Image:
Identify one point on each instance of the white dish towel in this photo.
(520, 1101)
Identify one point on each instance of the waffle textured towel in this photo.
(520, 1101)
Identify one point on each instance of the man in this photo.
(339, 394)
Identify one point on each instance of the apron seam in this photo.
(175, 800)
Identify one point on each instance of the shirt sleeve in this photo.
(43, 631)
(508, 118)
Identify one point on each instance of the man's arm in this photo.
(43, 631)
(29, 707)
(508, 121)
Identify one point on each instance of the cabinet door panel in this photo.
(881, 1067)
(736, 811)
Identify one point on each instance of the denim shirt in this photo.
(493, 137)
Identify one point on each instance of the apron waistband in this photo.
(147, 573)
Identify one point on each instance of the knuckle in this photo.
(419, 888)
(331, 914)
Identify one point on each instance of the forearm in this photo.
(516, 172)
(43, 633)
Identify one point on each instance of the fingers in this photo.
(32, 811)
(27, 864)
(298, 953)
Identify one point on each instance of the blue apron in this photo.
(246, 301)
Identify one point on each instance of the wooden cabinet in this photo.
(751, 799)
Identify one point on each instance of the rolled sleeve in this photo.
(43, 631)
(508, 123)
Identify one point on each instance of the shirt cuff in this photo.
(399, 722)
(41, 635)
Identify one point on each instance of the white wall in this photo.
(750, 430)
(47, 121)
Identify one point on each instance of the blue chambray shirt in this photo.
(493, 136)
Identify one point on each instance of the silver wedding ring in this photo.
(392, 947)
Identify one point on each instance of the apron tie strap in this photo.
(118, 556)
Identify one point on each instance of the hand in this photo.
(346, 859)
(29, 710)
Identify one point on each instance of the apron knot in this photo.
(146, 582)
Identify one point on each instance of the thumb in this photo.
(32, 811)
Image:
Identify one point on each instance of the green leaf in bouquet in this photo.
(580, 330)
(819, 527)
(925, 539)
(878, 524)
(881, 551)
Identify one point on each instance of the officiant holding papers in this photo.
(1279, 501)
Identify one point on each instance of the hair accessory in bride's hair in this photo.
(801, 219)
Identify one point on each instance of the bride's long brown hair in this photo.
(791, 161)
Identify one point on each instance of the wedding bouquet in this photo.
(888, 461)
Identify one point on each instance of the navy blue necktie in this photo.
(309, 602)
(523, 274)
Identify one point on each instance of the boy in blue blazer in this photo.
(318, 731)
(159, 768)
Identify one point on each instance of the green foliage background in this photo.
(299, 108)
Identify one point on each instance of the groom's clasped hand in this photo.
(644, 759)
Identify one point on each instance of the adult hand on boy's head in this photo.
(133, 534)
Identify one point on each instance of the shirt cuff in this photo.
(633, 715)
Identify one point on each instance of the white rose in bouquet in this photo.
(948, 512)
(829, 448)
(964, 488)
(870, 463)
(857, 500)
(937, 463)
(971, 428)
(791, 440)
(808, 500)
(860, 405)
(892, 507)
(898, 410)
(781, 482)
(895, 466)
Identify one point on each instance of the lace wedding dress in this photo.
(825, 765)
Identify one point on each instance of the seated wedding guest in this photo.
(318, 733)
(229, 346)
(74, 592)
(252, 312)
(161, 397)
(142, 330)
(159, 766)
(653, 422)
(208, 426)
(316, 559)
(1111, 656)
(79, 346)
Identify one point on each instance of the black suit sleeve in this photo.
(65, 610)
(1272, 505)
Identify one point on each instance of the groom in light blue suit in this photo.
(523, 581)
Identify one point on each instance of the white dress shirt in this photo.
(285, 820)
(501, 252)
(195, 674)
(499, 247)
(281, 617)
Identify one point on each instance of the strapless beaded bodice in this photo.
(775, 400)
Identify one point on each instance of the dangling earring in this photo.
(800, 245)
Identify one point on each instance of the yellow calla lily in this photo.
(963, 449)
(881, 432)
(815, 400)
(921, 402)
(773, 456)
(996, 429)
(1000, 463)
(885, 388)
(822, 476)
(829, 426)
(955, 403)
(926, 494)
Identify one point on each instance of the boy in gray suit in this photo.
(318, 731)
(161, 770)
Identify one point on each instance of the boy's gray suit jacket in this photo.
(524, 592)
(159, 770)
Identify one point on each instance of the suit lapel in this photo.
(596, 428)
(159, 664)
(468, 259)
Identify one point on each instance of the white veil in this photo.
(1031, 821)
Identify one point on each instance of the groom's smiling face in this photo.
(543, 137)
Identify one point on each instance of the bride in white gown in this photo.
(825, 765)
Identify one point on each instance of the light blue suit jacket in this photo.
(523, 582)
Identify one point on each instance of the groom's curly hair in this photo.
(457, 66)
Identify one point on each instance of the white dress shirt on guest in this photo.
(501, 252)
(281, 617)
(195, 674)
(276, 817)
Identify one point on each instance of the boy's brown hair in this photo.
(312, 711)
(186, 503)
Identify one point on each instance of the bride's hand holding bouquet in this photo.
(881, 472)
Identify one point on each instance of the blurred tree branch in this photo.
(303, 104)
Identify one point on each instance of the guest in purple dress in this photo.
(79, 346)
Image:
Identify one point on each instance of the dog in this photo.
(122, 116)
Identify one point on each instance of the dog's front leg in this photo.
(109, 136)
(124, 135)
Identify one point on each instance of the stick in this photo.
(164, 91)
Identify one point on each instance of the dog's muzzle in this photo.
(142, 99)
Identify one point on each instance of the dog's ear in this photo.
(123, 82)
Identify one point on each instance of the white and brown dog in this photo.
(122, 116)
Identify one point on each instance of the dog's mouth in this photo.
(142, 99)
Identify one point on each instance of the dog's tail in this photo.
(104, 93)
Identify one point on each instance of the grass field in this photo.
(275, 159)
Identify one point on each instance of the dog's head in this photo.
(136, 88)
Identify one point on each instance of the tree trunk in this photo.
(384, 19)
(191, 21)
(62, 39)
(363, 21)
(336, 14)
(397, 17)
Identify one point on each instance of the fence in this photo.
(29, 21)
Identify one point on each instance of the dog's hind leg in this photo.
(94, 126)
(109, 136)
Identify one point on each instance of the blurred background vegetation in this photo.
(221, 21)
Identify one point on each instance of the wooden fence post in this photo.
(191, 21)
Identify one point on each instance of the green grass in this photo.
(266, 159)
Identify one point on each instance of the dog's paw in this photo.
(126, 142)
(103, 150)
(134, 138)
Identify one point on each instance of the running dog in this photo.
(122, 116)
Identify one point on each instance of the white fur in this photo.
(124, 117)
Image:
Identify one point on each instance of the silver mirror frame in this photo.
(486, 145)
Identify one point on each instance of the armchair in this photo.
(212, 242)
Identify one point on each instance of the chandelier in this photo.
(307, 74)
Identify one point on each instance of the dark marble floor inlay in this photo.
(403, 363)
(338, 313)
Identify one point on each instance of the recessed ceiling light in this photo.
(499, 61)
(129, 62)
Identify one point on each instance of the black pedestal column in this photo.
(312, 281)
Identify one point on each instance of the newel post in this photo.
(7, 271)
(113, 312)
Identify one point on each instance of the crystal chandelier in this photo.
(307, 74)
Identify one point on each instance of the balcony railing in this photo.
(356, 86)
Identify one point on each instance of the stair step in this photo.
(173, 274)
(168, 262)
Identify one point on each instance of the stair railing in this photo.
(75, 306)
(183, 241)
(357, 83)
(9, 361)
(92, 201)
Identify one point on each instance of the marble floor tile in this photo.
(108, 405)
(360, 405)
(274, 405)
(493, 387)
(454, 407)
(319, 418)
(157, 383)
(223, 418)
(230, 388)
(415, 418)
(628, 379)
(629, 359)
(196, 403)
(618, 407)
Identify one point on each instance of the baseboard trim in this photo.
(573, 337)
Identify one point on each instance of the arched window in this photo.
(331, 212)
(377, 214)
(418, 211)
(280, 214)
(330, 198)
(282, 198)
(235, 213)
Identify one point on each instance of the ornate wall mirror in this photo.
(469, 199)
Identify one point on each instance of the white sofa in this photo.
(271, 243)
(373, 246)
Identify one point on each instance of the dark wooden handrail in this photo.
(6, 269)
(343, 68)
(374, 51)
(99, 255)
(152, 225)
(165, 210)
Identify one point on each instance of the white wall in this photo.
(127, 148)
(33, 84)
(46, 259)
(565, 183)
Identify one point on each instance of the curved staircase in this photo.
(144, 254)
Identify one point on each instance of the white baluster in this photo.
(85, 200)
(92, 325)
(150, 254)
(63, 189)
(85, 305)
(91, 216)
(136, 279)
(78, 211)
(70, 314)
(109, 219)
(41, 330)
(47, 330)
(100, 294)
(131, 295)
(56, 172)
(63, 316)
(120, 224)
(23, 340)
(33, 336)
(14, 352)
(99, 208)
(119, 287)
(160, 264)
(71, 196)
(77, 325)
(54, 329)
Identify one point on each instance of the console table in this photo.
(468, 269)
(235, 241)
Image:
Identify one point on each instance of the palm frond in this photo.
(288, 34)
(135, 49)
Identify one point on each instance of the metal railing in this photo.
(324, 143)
****************
• _Problem to solve_
Starting from the line containing "Identify one point on each instance of the marble" and ending with the final line of the data, reproduce each line exactly as it appears, including no other lines.

• _Answer for the task_
Identify one point on each instance of the marble floor tile in this photo.
(108, 405)
(360, 405)
(274, 405)
(493, 387)
(454, 407)
(319, 418)
(157, 383)
(223, 418)
(230, 388)
(415, 418)
(628, 379)
(629, 359)
(196, 403)
(618, 407)
Identify one point on each instance of the baseboard trim in this photo.
(573, 337)
Identify one point on each instance of the arched window in this photo.
(331, 212)
(377, 214)
(418, 211)
(280, 214)
(330, 198)
(282, 198)
(235, 213)
Identify one point on each instance of the ornate wall mirror in this photo.
(469, 199)
Identify one point on each instance of the white sofa in this photo.
(271, 243)
(373, 246)
Identify one point on each instance of the dark wooden handrail in this photo.
(6, 269)
(343, 68)
(374, 51)
(99, 255)
(152, 225)
(165, 210)
Identify one point on each instance of the white wall in this photo.
(127, 148)
(33, 84)
(46, 259)
(565, 183)
Identify one point on each instance of the curved staircase in this photo.
(144, 254)
Identify one point on each instance of the white baluster in this photo.
(85, 200)
(92, 325)
(150, 254)
(63, 189)
(85, 305)
(91, 216)
(136, 279)
(78, 211)
(70, 314)
(109, 219)
(41, 330)
(47, 330)
(100, 294)
(131, 295)
(56, 172)
(63, 316)
(120, 224)
(23, 340)
(33, 336)
(14, 352)
(99, 208)
(119, 287)
(160, 264)
(71, 196)
(77, 325)
(54, 329)
Identify one point on each instance of the console table in this photo.
(468, 269)
(235, 241)
Image:
Identify one point on each instance of the palm frond in this photo.
(288, 34)
(135, 49)
Identify one point on each instance of the metal railing in this photo.
(324, 143)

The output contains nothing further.